> **Task statement**
Retype the records below word for word, leaving out the pictures.

— start Dataset excerpts —

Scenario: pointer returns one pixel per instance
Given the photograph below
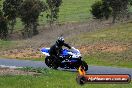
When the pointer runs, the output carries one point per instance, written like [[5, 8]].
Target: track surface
[[92, 69]]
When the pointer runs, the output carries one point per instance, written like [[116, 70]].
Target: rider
[[55, 50]]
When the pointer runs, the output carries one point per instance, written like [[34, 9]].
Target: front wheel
[[84, 65], [50, 63]]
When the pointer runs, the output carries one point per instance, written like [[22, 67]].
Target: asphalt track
[[92, 69]]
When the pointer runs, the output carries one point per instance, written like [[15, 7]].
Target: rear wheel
[[50, 63], [84, 65]]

— end Dataset excerpts —

> **Solution below**
Scenario: pointer returns one pixel per instance
Given the photograph below
When the pointer runs, the output carries one point per instance, written like [[5, 8]].
Target: track surface
[[92, 69]]
When the pointer runs, the output carries one point per instance, written like [[116, 70]].
Target: rider
[[55, 50]]
When the pointer runs, the output carries one point per instance, written like [[34, 9]].
Target: front wheel
[[84, 65], [50, 63]]
When the pointer runs, the output carries one point per instance, written like [[22, 67]].
Target: asphalt track
[[92, 69]]
When the pointer runs, the output carries one point per instance, written like [[15, 7]].
Target: rear wheel
[[50, 63], [84, 65]]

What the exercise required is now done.